REQUEST. Using the entries below, return word for word the lines from the one containing "Can you see the plank" up to and including the last.

>> BEGIN

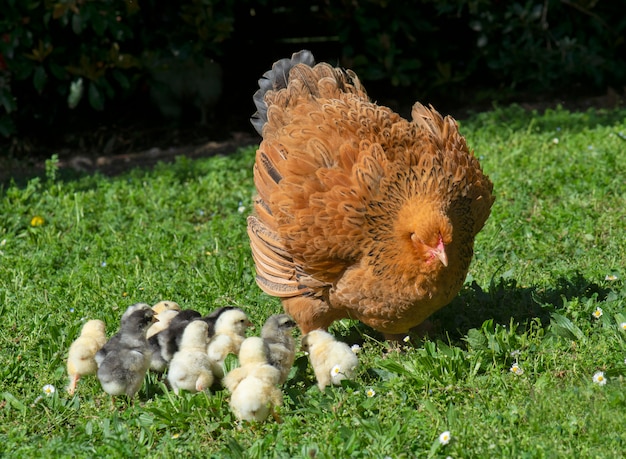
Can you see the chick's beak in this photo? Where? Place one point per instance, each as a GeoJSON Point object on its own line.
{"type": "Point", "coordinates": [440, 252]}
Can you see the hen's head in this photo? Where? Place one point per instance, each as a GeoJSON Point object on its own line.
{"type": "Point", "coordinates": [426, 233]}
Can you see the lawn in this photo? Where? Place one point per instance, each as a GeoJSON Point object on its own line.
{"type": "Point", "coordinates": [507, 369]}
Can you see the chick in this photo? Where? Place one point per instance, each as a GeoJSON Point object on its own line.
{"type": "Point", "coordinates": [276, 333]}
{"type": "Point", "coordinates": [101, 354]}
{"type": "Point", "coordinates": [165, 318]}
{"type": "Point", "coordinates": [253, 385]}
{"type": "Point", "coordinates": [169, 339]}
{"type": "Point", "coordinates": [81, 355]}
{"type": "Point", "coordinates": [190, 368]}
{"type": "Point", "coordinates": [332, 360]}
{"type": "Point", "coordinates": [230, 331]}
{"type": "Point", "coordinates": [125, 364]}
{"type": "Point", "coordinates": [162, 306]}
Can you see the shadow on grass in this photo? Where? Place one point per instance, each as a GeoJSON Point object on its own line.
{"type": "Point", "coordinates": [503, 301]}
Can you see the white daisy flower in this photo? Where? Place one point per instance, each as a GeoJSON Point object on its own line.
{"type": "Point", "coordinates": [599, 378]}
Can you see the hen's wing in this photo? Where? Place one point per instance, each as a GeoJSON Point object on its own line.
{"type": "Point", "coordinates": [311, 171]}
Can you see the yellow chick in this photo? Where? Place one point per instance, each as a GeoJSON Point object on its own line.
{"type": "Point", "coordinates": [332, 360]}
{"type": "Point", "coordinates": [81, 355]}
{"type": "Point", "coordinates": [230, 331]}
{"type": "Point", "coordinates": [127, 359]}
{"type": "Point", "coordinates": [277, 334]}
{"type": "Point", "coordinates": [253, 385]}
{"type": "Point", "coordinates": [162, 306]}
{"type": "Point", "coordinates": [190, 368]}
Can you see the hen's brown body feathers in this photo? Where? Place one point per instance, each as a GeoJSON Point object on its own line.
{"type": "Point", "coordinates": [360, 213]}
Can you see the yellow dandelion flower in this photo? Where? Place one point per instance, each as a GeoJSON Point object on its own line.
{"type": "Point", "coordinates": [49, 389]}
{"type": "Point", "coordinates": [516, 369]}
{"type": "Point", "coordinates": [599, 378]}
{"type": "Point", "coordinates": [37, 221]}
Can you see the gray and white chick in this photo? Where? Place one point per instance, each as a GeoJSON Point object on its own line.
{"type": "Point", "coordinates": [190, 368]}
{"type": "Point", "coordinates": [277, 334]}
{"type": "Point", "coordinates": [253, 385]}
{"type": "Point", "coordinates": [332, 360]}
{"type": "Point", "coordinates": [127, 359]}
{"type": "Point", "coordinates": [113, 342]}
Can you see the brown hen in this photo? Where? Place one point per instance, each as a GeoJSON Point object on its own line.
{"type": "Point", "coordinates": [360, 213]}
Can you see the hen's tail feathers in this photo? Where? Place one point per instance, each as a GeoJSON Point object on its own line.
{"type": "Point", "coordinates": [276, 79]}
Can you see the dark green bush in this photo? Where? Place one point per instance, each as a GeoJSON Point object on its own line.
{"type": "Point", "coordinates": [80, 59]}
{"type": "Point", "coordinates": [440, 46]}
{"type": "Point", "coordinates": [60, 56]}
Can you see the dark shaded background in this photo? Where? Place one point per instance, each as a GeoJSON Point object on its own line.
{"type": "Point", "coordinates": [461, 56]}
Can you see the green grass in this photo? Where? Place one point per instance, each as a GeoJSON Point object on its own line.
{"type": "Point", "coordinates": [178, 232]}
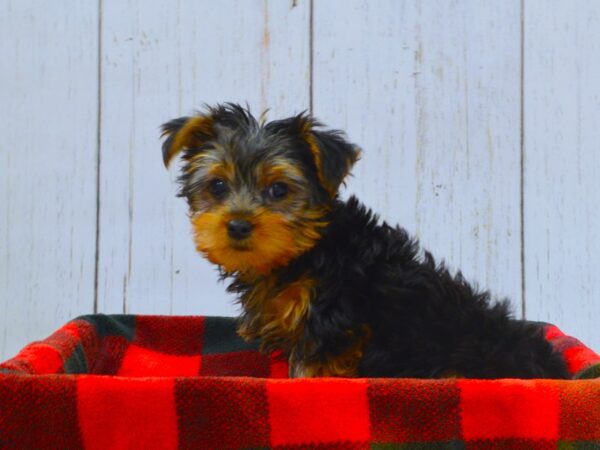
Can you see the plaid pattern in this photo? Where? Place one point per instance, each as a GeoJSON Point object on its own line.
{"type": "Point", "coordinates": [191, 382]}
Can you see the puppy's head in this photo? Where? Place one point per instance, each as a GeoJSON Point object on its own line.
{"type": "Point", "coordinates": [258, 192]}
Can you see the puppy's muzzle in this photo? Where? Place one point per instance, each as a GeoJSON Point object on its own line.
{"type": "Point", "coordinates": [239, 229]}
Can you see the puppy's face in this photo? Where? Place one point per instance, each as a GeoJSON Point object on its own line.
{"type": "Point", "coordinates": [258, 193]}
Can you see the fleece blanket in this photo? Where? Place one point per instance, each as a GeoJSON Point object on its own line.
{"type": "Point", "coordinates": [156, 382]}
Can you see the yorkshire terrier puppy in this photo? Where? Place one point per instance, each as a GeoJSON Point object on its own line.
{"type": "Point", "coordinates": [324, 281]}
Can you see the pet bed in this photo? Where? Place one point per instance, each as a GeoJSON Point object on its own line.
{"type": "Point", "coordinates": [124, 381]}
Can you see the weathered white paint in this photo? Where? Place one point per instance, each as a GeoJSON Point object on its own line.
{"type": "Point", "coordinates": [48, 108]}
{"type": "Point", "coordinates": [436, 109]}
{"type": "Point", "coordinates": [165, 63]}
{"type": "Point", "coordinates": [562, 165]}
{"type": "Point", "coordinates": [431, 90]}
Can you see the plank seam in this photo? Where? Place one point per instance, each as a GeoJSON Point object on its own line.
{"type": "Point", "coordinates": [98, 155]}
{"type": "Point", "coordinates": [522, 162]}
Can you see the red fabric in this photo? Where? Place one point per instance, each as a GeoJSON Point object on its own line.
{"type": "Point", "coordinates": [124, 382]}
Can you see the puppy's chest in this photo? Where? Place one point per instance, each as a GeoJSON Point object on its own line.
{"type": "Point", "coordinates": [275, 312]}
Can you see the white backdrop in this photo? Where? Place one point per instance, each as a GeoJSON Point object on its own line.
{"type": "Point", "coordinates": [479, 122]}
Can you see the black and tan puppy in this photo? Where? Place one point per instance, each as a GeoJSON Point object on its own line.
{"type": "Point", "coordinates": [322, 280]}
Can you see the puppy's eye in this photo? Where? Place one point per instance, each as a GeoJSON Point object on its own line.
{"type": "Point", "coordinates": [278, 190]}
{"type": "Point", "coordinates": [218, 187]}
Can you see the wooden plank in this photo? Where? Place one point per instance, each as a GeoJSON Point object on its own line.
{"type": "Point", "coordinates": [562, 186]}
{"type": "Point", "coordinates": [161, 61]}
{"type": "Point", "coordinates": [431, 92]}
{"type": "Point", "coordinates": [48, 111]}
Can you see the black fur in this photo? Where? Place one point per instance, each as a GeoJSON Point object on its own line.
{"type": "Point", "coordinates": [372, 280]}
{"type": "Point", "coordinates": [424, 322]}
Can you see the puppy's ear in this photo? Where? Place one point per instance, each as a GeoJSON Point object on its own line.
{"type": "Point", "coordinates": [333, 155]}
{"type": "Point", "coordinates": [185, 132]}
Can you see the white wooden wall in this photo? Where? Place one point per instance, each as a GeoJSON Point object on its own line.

>> END

FULL ANSWER.
Can you see the plank seam in this photo? Where? Place one point per instance, each as a GeoJSON Point object on its own line.
{"type": "Point", "coordinates": [98, 155]}
{"type": "Point", "coordinates": [522, 162]}
Can you see the red fabric in this photo? Where? Place one point per instance, each as a GeoJSON Point object on its own line.
{"type": "Point", "coordinates": [124, 382]}
Can you see the puppy's chest in this photo? Where? Place one point per instance, each as a GeoJSON Point object on its own line.
{"type": "Point", "coordinates": [275, 312]}
Can you see the white backdrop in this photo? Where? Place one point per instance, each as a GeoJSON Point object on its own line.
{"type": "Point", "coordinates": [479, 122]}
Can you see the black and tan puppy in this photo? Where? Place one point per instance, each as a GeoJSON Point object on its own line.
{"type": "Point", "coordinates": [322, 280]}
Can you see the puppy's eye in this photo? Where? Place one point per instance, each as a GeoJSON Point object on its own line.
{"type": "Point", "coordinates": [278, 190]}
{"type": "Point", "coordinates": [218, 187]}
Can you see the wooden plank in this photo? Where? Place one point per instance, each as a GeoJSON Point object on its own line.
{"type": "Point", "coordinates": [562, 186]}
{"type": "Point", "coordinates": [161, 61]}
{"type": "Point", "coordinates": [431, 92]}
{"type": "Point", "coordinates": [48, 111]}
Can you see the black fur in this photo? Where? Place one point per instance, each as a GeoJSON Point object on its own line.
{"type": "Point", "coordinates": [372, 280]}
{"type": "Point", "coordinates": [424, 322]}
Can you see the puppy's ear in this photo? Where? Place one point per instance, each as a GeoJSON Point object on its own line.
{"type": "Point", "coordinates": [333, 155]}
{"type": "Point", "coordinates": [185, 132]}
Can you see the white wooden wall in this photo? Where? Place one point per instance, each as a GeoJSON Point object on its own line.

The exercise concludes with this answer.